* Text extract
┌──

You are viewing a plain text version of this content. The canonical link for it is here.
Posted to github@beam.apache.org by "mosche (via GitHub)" <gi...@apache.org> on 2023/07/18 08:08:19 UTC

[GitHub] [beam] mosche opened a new pull request, #27534: [Java][Schemas] Improve performance of GetterBasedSchemaProvider#fromRowFunction

mosche opened a new pull request, #27534:
URL: https://github.com/apache/beam/pull/27534

   The conversion of rows to the external object is rather inefficient. The code to convert Row fields to the external field types required for the constructor / setters in `FromRowUsingCreator` is branch heavy and rather hard to optimize for Java's JIT compiler.
   
   ### Functional observations:
   
   Maps and Collections / Lists are currently handled inconsistently:
   - Maps are eagerly rewritten / copied, making their usage rather expensive. The user object will contain fully operable maps.
   - Collections / Lists are converted using Guava views (e.g. `Lists.transform`). The user object will contain collections that can mostly just be read from, THOUGH it's possible to remove items from the underlying collection potentially causing issues.
   
   
   ###  Changes in this PR:
   - On first usage, generate a converter function for every field based on schema & type information. No more branching required when applying the function. This way the code is also better JIT optimizable.
   - [TBD] Depending on types a conversion might not be required at all, in this case the conversion is skipped using an identity converter, e.g. this is the case for a map of primitive types. Though, passing references of maps / collections could potentially cause issues in certain situations (but this is already a given, see above).
   
   ### Benchmark results
   
   ![Screenshot 2023-07-17 at 17 27 53](https://github.com/apache/beam/assets/1401430/4d7abf25-c32c-436c-b3e5-c9f1fffa14bf)

└──

* Data rows

┌──

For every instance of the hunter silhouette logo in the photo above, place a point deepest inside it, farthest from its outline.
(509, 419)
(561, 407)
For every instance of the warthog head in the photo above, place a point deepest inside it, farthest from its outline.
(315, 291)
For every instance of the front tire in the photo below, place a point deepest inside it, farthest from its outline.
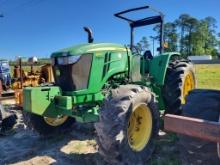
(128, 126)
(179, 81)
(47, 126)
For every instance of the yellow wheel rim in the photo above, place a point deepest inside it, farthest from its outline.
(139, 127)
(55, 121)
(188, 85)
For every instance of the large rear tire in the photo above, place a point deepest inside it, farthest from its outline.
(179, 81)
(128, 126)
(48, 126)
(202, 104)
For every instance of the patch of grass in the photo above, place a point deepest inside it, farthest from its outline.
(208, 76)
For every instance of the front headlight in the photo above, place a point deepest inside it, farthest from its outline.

└──

* Parts of the exercise
(A) Answer these questions using the pull request text.
(i) In which class is the code that converts Row fields to the external field types?
(ii) Which Guava view is given as an example for converting Collections / Lists?
(iii) When is a converter function generated for every field?
(B) Decide whether each statement agrees with the pull request text. Answer yes or no and quote the words that decide it.
(i) Maps are converted lazily through views.
(ii) The proposed changes generate a converter function for every field.
(iii) For a map of primitive types, the conversion may be skipped.
(C) Rewrite the pull request text starting at "- Collections /" and ending at "given, see above).", replacing "identity converter" with "pass-through converter".

* Answers provided
(A)
(i) `FromRowUsingCreator`
(ii) `Lists.transform`
(iii) On first usage

(B)
(i) No: "Maps are eagerly rewritten / copied"
(ii) Yes: "generate a converter function for every field based on schema & type information"
(iii) Yes: "the conversion is skipped using an identity converter, e.g. this is the case for a map of primitive types"

(C)
- Collections / Lists are converted using Guava views (e.g. `Lists.transform`). The user object will contain collections that can mostly just be read from, THOUGH it's possible to remove items from the underlying collection potentially causing issues.
   
   
   ###  Changes in this PR:
   - On first usage, generate a converter function for every field based on schema & type information. No more branching required when applying the function. This way the code is also better JIT optimizable.
   - [TBD] Depending on types a conversion might not be required at all, in this case the conversion is skipped using an pass-through converter, e.g. this is the case for a map of primitive types. Though, passing references of maps / collections could potentially cause issues in certain situations (but this is already a given, see above).